Your “Ahorita” Is Not An Effective Nor Instructive Measurement of Time

Studies show that Colombians are some of the happiest people in the world. It makes sense when you think about it, considering how laid back everyone is. Also, the majority of people I’ve met here are extremely sociable. I have never known more neighbors than I do right now and I often have to factor small talk into my transportation time, knowing that it’s probable that I’ll get stopped. Greetings are long and drawn out: there are about 10 different ways to ask, “How are you?” and it’s not uncommon for people to utilize all of them in one conversation. Even strangers won’t begin conversations until proper greetings are exchanged:

Me, addressing a police officer on the street: Excuse me, how to I get to the bank?
Police Officer: Hello, good morning.
Me: (Irritated) HELLO, GOOD MORNING. HOW DO I GET TO THE BANK?

DATA SHOWN:
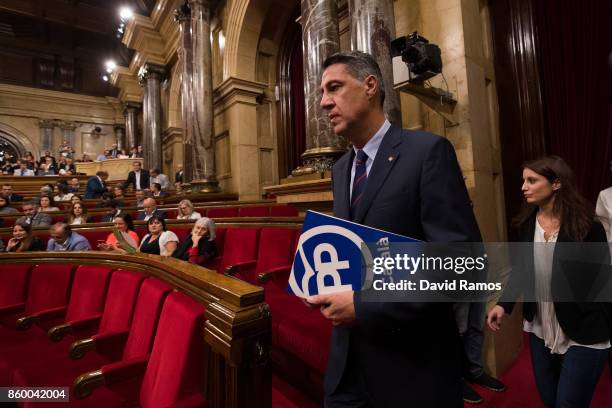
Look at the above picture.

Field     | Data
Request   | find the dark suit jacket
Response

GIVEN REQUEST 1: Copy the part of the passage on Colombian sociability starting with "Studies show that" and going on through "DO I GET TO THE BANK?".
GIVEN REQUEST 2: Summarize the passage on Colombian sociability in two sentences.
The lines have no connection to the passage on Colombian sociability.

CORRECT RESPONSE 1:
Studies show that Colombians are some of the happiest people in the world. It makes sense when you think about it, considering how laid back everyone is. Also, the majority of people I’ve met here are extremely sociable. I have never known more neighbors than I do right now and I often have to factor small talk into my transportation time, knowing that it’s probable that I’ll get stopped. Greetings are long and drawn out: there are about 10 different ways to ask, “How are you?” and it’s not uncommon for people to utilize all of them in one conversation. Even strangers won’t begin conversations until proper greetings are exchanged:

Me, addressing a police officer on the street: Excuse me, how to I get to the bank?
Police Officer: Hello, good morning.
Me: (Irritated) HELLO, GOOD MORNING. HOW DO I GET TO THE BANK?

CORRECT RESPONSE 2: Studies show Colombians are among the happiest people in the world, and the writer finds most people there laid back and extremely sociable, with long greetings and small talk that add to travel time. Even strangers expect proper greetings before a conversation begins, as when a police officer answers a request for directions to the bank with "Hello, good morning."